## Short exercise:
Please pick out every line in the items below that contains the word "silhouetted", and copy each of those lines. The match is case-sensitive.

## Supplied material:
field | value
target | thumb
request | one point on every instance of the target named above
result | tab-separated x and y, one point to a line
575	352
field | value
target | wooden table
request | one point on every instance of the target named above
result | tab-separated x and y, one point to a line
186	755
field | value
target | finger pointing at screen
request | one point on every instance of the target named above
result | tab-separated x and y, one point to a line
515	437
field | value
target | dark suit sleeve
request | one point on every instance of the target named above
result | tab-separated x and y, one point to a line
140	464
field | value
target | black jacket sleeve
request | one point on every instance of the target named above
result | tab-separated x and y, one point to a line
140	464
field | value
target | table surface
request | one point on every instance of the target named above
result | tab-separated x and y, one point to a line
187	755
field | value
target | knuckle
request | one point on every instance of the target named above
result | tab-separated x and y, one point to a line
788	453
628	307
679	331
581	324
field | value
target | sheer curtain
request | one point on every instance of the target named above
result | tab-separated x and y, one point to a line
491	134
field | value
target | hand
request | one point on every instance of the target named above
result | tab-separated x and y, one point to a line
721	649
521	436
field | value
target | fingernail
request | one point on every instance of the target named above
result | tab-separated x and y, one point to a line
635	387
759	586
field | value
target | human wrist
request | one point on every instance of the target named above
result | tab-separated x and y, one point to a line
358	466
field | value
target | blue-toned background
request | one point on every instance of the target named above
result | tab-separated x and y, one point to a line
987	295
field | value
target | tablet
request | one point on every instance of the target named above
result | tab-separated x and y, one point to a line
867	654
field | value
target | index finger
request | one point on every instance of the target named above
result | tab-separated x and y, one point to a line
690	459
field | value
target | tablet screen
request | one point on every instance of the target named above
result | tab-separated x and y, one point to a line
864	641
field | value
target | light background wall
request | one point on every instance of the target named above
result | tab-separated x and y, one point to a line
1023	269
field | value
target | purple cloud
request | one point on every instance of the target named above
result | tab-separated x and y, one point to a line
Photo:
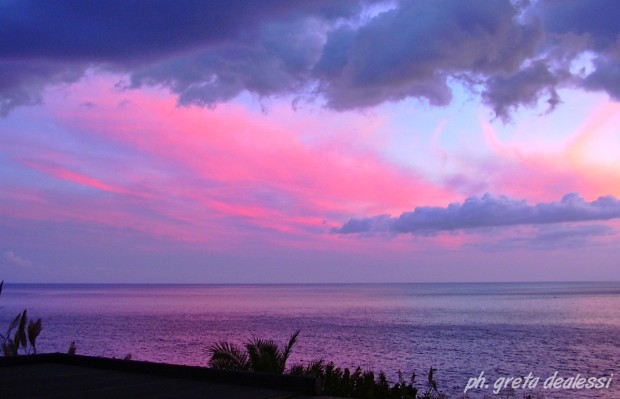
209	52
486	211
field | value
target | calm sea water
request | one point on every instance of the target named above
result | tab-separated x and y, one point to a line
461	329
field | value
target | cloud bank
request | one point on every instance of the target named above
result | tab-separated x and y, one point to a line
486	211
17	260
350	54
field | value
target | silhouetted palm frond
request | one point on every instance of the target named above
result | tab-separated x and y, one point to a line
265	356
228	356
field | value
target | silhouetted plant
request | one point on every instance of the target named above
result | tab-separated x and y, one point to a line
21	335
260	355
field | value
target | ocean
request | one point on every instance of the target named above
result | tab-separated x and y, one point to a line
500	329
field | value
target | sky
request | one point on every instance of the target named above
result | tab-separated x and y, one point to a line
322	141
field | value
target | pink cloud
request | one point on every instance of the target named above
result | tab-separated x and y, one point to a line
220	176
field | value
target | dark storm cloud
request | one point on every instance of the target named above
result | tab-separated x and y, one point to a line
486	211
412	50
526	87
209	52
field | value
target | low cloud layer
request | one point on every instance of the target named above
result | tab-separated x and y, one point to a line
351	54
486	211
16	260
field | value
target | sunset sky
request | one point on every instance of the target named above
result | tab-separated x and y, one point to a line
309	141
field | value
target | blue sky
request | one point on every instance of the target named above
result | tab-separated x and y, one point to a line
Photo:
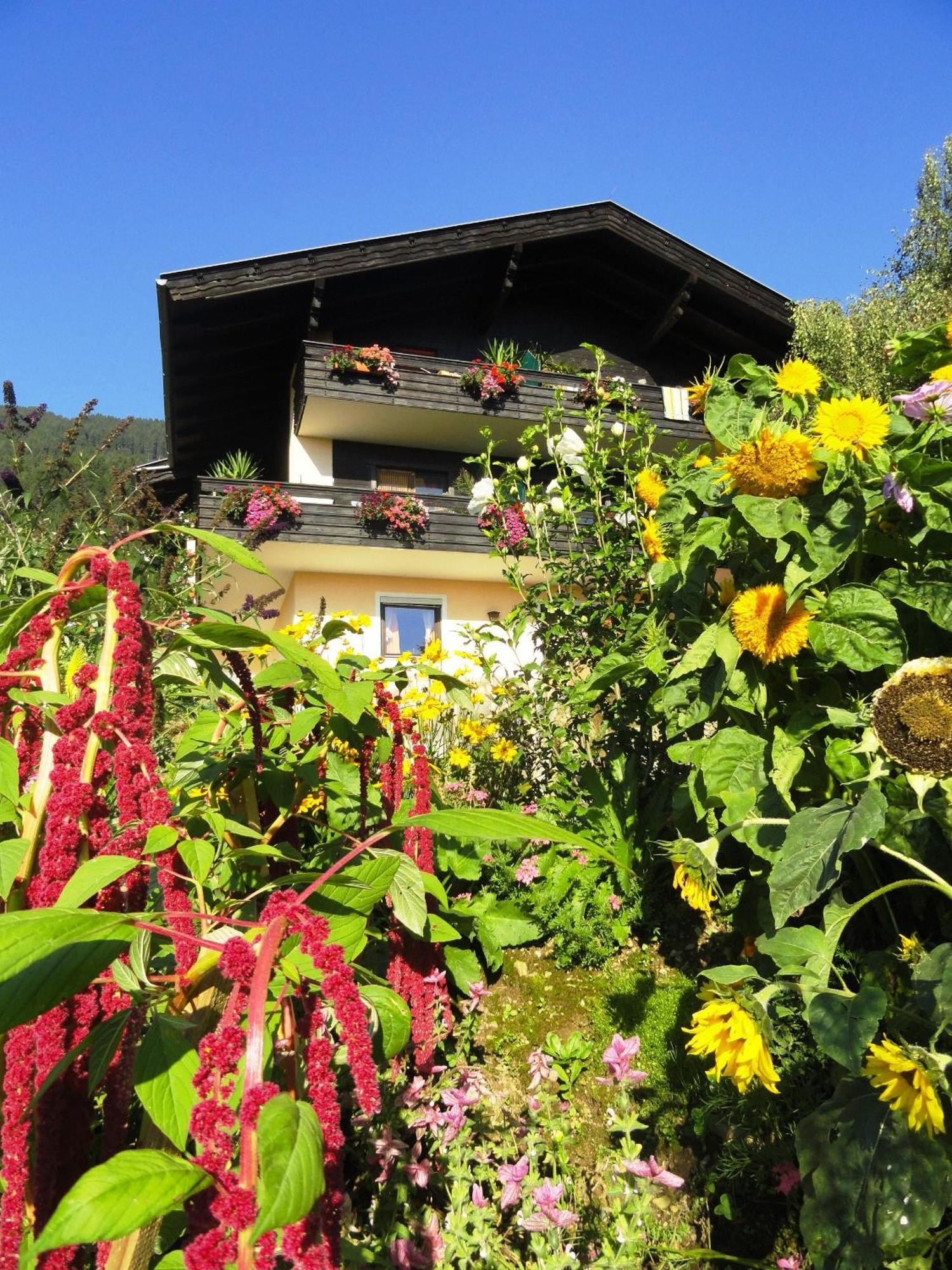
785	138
---
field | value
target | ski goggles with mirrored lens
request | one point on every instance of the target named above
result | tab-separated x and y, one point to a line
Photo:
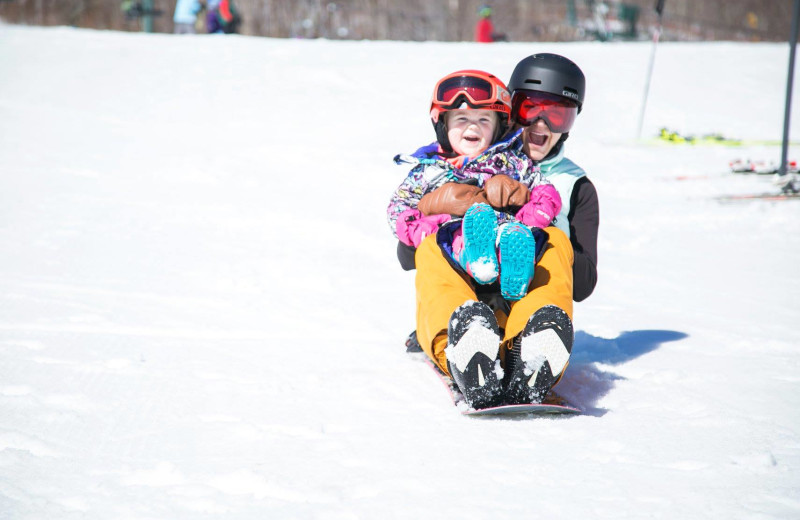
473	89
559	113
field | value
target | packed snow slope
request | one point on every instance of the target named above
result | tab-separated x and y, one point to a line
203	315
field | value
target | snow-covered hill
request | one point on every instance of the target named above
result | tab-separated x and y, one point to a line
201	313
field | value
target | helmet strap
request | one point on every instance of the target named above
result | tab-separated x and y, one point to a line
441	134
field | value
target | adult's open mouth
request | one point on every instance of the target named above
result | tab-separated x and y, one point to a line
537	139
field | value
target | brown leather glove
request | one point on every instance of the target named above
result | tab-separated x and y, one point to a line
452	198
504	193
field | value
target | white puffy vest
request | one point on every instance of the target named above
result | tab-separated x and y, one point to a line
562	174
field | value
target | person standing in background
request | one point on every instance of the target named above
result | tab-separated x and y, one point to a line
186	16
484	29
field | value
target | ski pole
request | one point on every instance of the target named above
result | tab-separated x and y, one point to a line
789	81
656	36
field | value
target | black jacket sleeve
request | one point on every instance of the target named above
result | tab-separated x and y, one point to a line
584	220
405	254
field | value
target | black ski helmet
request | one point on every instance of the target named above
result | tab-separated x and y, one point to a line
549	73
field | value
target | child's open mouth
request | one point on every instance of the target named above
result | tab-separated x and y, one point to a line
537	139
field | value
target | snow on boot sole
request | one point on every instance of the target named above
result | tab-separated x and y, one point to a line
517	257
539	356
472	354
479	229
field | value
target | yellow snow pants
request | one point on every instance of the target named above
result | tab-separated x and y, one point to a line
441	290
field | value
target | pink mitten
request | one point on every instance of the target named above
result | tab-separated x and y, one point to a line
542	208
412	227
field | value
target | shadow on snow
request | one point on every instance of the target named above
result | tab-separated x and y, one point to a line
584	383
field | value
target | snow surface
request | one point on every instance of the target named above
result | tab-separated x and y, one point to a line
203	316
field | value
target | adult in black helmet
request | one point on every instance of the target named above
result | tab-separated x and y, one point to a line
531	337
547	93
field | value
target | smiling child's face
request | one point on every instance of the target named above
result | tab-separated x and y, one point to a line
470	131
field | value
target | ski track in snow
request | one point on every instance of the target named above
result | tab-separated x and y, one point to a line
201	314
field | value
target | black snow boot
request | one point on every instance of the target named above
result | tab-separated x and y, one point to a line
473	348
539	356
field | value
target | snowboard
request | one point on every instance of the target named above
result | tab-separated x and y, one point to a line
---
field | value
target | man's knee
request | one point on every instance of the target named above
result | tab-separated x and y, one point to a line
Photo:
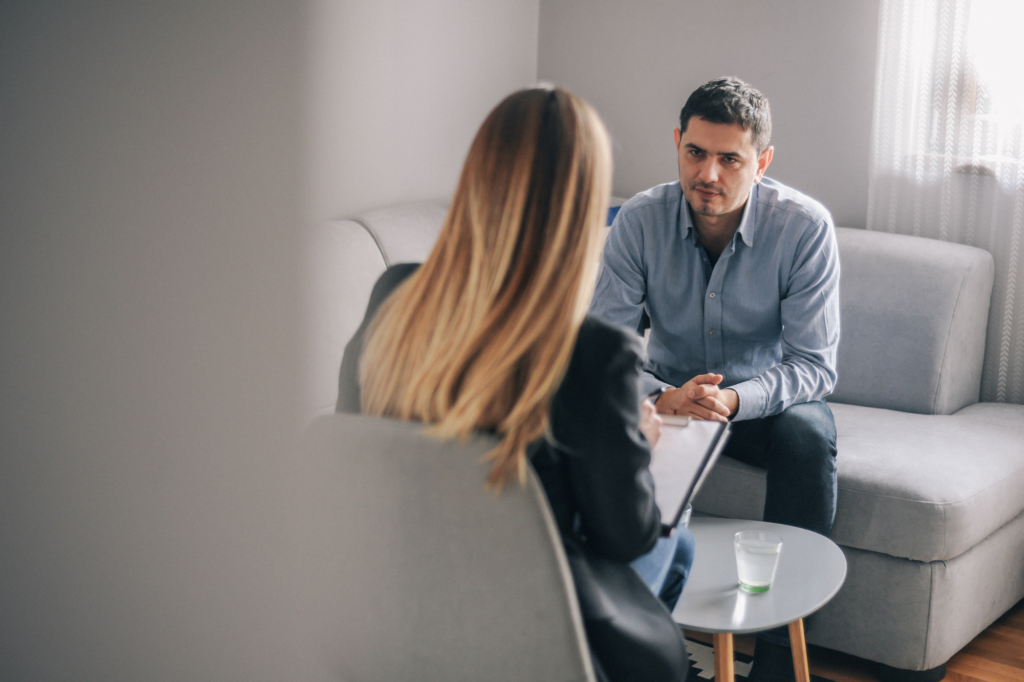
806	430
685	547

## Reply:
target | silhouetted palm frond
target | silhouetted plant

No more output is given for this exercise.